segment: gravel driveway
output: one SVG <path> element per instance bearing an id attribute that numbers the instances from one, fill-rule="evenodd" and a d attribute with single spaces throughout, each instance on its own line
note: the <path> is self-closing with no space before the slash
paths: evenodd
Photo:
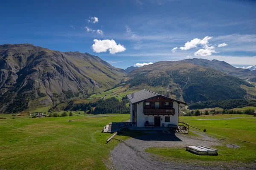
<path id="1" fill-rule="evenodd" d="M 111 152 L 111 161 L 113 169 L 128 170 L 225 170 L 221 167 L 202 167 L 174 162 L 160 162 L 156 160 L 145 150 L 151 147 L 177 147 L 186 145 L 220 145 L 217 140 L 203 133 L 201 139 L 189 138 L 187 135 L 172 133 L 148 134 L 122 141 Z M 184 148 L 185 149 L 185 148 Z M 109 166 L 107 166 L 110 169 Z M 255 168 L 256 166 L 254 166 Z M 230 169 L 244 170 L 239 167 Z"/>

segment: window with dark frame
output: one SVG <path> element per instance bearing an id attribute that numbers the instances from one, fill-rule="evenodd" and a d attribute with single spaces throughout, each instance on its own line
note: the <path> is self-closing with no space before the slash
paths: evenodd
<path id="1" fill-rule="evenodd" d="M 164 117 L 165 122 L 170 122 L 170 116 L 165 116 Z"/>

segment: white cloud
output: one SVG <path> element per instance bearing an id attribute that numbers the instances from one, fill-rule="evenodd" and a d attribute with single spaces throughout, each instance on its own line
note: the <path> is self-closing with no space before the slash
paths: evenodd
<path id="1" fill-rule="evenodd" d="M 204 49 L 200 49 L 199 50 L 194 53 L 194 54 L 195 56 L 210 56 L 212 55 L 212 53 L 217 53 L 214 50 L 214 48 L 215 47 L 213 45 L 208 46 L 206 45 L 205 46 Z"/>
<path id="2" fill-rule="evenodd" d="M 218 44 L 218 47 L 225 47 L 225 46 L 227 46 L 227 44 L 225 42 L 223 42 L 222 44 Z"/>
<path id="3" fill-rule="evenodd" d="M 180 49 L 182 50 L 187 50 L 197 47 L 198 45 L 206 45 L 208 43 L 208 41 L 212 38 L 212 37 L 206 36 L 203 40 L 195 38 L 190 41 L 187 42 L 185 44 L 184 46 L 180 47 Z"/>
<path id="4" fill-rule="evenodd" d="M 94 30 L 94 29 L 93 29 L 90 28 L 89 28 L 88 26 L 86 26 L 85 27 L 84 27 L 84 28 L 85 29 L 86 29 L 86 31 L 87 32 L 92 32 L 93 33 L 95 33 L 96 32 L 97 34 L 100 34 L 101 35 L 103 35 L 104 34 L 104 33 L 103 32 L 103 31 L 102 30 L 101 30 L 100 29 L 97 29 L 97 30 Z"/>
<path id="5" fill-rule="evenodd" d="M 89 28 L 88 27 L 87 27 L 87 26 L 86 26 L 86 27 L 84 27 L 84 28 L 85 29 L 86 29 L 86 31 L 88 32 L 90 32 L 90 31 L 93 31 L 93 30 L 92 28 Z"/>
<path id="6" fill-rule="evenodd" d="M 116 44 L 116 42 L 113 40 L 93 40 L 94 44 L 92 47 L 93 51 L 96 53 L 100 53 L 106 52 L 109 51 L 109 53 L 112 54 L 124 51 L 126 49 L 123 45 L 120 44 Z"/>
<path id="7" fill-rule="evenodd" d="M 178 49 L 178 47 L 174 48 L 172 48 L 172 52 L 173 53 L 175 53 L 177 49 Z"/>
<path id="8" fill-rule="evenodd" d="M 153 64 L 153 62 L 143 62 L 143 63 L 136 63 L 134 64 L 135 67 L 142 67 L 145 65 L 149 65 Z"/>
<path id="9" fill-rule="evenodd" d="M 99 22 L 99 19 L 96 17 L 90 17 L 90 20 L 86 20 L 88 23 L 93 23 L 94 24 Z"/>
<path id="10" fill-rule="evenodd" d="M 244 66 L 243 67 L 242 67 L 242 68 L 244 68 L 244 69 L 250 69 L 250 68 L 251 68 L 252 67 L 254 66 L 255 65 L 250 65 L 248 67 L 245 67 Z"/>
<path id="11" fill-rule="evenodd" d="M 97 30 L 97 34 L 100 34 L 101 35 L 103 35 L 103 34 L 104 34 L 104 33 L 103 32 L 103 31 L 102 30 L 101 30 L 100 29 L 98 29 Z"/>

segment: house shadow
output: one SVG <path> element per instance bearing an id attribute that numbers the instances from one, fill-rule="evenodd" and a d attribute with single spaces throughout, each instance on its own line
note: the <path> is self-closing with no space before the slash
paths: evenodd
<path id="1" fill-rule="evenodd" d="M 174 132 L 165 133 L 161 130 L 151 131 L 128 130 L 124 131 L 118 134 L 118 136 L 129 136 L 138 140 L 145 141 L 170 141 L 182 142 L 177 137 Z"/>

_WHAT IS NEEDED:_ Rewrite all of the rows above as a JSON list of strings, with one string for each line. Omit the blank lines and leave the pictures out.

_EXERCISE RESPONSE:_
[
  "segment: gravel driveway",
  "output: one SVG <path> element per instance bearing an id attribute that numbers the instances from one, fill-rule=\"evenodd\" and a d attribute with single spaces throughout, each instance on its own line",
  "note: the <path> is self-closing with no space before the slash",
  "paths: evenodd",
  "Photo:",
  "<path id=\"1\" fill-rule=\"evenodd\" d=\"M 111 152 L 111 161 L 113 169 L 128 170 L 225 170 L 221 167 L 202 167 L 174 162 L 160 162 L 156 160 L 145 150 L 151 147 L 177 147 L 186 145 L 220 145 L 217 140 L 203 133 L 201 139 L 189 138 L 187 135 L 172 133 L 148 134 L 122 141 Z M 184 148 L 185 149 L 185 148 Z M 109 166 L 107 166 L 110 169 Z M 255 168 L 256 166 L 254 166 Z M 230 169 L 244 170 L 239 167 Z\"/>",
  "segment: window with dark frame",
  "output: one SVG <path> element per instance bearing an id attribute that numbers the instances from one, fill-rule=\"evenodd\" and a d attribute with single spaces throughout, each instance on its own line",
  "note: the <path> is self-closing with no space before the slash",
  "paths: evenodd",
  "<path id=\"1\" fill-rule=\"evenodd\" d=\"M 164 117 L 165 122 L 170 122 L 170 116 L 165 116 Z\"/>",
  "segment: white cloud",
  "output: one SVG <path> element per instance bearing an id attribute that numbers the instances from one, fill-rule=\"evenodd\" and a d attribute with single spaces throughout, each instance on its own line",
  "note: the <path> is self-closing with no space before the slash",
  "paths: evenodd",
  "<path id=\"1\" fill-rule=\"evenodd\" d=\"M 204 49 L 200 49 L 199 50 L 194 53 L 194 54 L 195 56 L 210 56 L 212 55 L 212 53 L 217 53 L 214 50 L 214 48 L 215 47 L 213 45 L 208 46 L 206 45 L 205 46 Z\"/>",
  "<path id=\"2\" fill-rule=\"evenodd\" d=\"M 218 44 L 218 47 L 225 47 L 225 46 L 227 46 L 227 44 L 225 42 L 223 42 L 222 44 Z\"/>",
  "<path id=\"3\" fill-rule=\"evenodd\" d=\"M 180 49 L 182 50 L 187 50 L 197 47 L 198 45 L 206 45 L 208 43 L 208 41 L 212 38 L 212 37 L 206 36 L 203 40 L 195 38 L 190 41 L 187 42 L 185 44 L 184 46 L 180 47 Z\"/>",
  "<path id=\"4\" fill-rule=\"evenodd\" d=\"M 94 30 L 94 29 L 93 29 L 90 28 L 89 28 L 88 26 L 86 26 L 85 27 L 84 27 L 84 28 L 85 29 L 86 29 L 86 31 L 87 32 L 92 32 L 93 33 L 95 33 L 96 32 L 97 34 L 100 34 L 101 35 L 103 35 L 104 34 L 104 33 L 103 32 L 103 31 L 102 30 L 101 30 L 100 29 L 97 29 L 97 30 Z\"/>",
  "<path id=\"5\" fill-rule=\"evenodd\" d=\"M 89 28 L 88 27 L 87 27 L 87 26 L 86 26 L 86 27 L 84 27 L 84 28 L 85 29 L 86 29 L 86 31 L 88 32 L 90 32 L 90 31 L 93 31 L 93 30 L 92 28 Z\"/>",
  "<path id=\"6\" fill-rule=\"evenodd\" d=\"M 116 44 L 116 42 L 113 40 L 93 40 L 94 44 L 92 47 L 93 51 L 96 53 L 100 53 L 106 52 L 109 51 L 109 53 L 112 54 L 124 51 L 126 49 L 123 45 L 120 44 Z\"/>",
  "<path id=\"7\" fill-rule=\"evenodd\" d=\"M 178 49 L 178 47 L 174 48 L 172 48 L 172 52 L 173 53 L 175 53 L 177 49 Z\"/>",
  "<path id=\"8\" fill-rule=\"evenodd\" d=\"M 153 64 L 153 62 L 143 62 L 143 63 L 136 63 L 134 64 L 135 67 L 142 67 L 145 65 L 149 65 Z\"/>",
  "<path id=\"9\" fill-rule=\"evenodd\" d=\"M 99 22 L 99 19 L 96 17 L 90 17 L 90 20 L 86 20 L 88 23 L 93 23 L 94 24 Z\"/>",
  "<path id=\"10\" fill-rule=\"evenodd\" d=\"M 244 66 L 243 67 L 242 67 L 242 68 L 244 68 L 244 69 L 250 69 L 250 68 L 251 68 L 252 67 L 254 66 L 255 65 L 250 65 L 248 67 L 245 67 Z\"/>",
  "<path id=\"11\" fill-rule=\"evenodd\" d=\"M 97 30 L 97 34 L 100 34 L 101 35 L 103 35 L 103 34 L 104 34 L 104 33 L 103 32 L 103 31 L 102 30 L 101 30 L 100 29 L 98 29 Z\"/>",
  "segment: house shadow",
  "output: one SVG <path> element per instance bearing an id attribute that numbers the instances from one, fill-rule=\"evenodd\" and a d attribute with single spaces throughout, each instance on its own line",
  "note: the <path> is self-closing with no space before the slash",
  "paths: evenodd",
  "<path id=\"1\" fill-rule=\"evenodd\" d=\"M 174 132 L 165 133 L 161 130 L 151 131 L 128 130 L 124 131 L 118 134 L 118 136 L 129 136 L 138 140 L 145 141 L 170 141 L 182 142 L 177 137 Z\"/>"
]